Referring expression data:
- - -

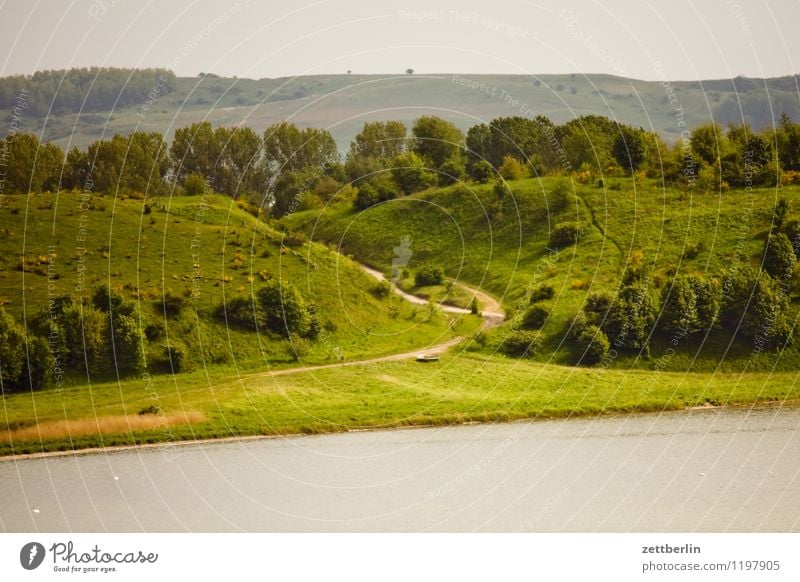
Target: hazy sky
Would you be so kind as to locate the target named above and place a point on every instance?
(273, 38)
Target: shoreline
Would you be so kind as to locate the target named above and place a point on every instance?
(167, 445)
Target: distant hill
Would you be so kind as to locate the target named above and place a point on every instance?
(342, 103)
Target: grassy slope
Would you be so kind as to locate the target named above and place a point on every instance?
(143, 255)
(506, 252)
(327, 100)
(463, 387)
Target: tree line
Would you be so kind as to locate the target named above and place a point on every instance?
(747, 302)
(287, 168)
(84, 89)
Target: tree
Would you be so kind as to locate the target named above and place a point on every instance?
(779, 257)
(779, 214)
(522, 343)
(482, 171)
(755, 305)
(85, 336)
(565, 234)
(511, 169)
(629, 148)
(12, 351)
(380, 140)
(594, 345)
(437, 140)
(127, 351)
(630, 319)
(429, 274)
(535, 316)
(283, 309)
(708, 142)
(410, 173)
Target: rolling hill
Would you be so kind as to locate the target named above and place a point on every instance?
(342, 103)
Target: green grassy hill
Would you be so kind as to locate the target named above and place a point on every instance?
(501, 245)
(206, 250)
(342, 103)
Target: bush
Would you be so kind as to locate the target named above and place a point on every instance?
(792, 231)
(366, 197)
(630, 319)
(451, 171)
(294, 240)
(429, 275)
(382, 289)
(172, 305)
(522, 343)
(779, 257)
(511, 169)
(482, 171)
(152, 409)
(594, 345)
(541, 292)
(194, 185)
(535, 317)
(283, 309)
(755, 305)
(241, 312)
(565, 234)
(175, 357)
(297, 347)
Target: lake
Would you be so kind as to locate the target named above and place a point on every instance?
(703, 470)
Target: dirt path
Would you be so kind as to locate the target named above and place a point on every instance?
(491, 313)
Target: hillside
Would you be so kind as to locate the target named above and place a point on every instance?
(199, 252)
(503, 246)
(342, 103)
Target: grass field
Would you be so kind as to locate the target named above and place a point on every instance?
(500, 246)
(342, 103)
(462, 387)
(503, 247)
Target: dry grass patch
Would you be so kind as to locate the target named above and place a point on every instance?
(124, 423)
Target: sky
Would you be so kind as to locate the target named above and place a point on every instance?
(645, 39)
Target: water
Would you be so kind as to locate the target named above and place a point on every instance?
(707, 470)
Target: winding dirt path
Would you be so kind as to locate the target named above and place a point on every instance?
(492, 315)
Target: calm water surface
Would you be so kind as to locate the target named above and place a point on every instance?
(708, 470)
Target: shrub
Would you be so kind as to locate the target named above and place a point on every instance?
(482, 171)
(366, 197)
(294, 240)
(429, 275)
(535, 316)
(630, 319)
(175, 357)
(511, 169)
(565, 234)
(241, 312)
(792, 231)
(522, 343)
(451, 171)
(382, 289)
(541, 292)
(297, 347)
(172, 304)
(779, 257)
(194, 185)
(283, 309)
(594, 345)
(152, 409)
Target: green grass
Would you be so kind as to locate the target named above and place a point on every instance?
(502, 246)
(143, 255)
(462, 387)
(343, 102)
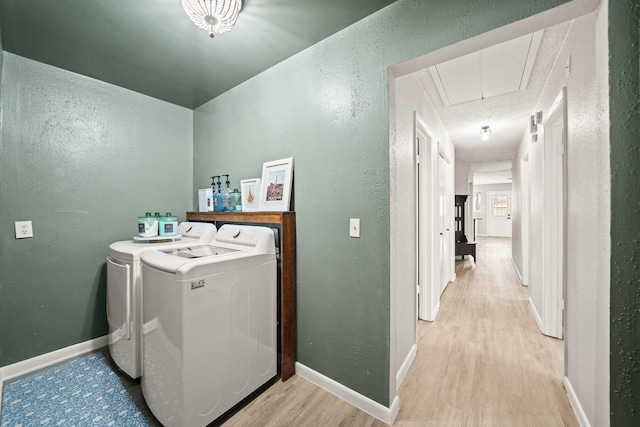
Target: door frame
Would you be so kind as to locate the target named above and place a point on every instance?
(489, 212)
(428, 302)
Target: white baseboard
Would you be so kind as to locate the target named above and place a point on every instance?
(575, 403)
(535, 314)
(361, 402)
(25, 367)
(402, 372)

- - -

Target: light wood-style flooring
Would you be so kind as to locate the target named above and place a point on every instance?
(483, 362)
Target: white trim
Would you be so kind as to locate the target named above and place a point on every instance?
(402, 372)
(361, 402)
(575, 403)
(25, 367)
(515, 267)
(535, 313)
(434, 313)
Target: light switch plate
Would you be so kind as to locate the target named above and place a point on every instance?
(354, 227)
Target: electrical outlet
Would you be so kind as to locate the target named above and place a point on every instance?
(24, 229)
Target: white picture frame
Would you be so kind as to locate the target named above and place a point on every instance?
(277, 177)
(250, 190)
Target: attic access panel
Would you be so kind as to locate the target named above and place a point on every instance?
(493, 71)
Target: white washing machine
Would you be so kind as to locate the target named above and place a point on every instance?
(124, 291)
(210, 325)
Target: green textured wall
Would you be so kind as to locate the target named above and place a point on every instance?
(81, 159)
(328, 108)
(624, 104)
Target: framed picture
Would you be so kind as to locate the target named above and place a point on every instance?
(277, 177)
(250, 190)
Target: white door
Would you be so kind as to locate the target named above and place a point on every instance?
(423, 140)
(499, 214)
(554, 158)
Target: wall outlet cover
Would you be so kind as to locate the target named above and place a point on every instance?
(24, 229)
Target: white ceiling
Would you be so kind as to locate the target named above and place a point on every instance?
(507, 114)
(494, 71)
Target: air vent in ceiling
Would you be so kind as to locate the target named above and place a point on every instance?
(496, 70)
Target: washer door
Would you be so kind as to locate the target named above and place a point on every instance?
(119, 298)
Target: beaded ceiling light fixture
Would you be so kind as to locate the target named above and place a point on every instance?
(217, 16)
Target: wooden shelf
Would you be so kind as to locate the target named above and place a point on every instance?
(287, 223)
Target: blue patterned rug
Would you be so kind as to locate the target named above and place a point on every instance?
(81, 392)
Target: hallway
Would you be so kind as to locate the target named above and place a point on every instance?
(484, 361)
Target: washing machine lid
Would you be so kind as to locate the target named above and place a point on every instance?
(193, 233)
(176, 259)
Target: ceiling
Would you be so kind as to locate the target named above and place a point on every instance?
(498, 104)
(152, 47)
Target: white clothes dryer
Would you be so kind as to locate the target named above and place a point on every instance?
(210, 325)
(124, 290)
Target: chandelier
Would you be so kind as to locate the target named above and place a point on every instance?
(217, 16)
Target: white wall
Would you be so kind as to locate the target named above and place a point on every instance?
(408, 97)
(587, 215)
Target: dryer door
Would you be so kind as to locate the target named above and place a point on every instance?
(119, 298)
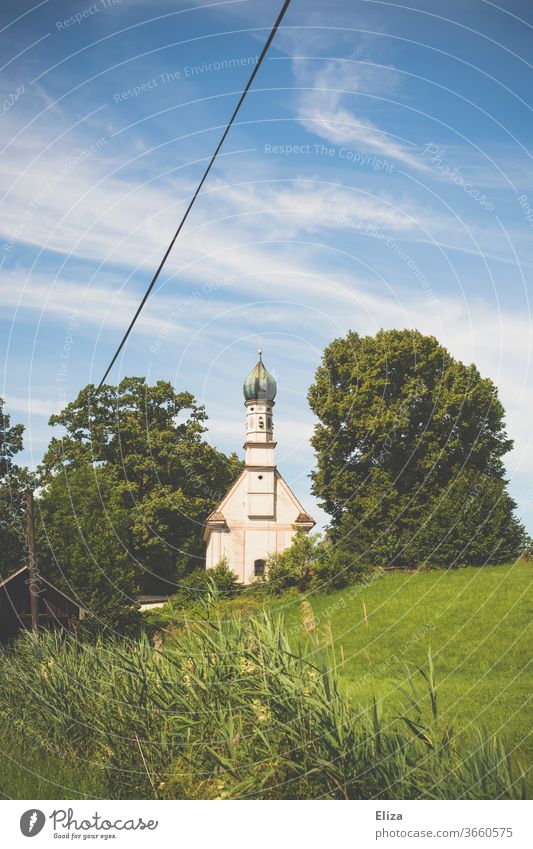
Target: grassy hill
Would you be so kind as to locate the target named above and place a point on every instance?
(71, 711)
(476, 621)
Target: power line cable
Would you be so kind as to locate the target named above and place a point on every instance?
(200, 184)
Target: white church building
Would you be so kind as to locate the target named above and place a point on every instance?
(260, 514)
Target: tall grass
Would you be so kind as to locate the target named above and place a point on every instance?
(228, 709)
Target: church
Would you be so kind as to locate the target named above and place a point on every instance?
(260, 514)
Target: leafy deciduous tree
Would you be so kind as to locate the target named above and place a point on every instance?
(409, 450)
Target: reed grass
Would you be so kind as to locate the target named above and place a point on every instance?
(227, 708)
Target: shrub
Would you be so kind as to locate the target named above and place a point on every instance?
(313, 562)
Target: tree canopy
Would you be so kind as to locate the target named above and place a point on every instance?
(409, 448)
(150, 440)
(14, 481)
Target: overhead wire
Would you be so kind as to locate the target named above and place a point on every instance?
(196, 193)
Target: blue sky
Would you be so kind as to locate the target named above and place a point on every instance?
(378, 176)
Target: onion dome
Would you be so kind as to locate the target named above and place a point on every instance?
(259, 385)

- - -

## Instructions to follow
With the line that has "Target: power line cable" as the first and the line that has "Target: leafy deciduous tree" as the last, repeat exactly that run of lines above and no more.

## Response box
Target: power line cable
Would you be so kind as to locate the target named above and place a point on every instance?
(200, 184)
Target: white church building
Would you be so kind as to locate the target named above and place a point on every instance?
(260, 514)
Target: tall grass
Would you be so kind as to locate the target named above and place a point on every instance?
(228, 709)
Target: church
Would you be so kind as to locate the target named above and place a point on every instance?
(260, 514)
Target: leafy deciduous tree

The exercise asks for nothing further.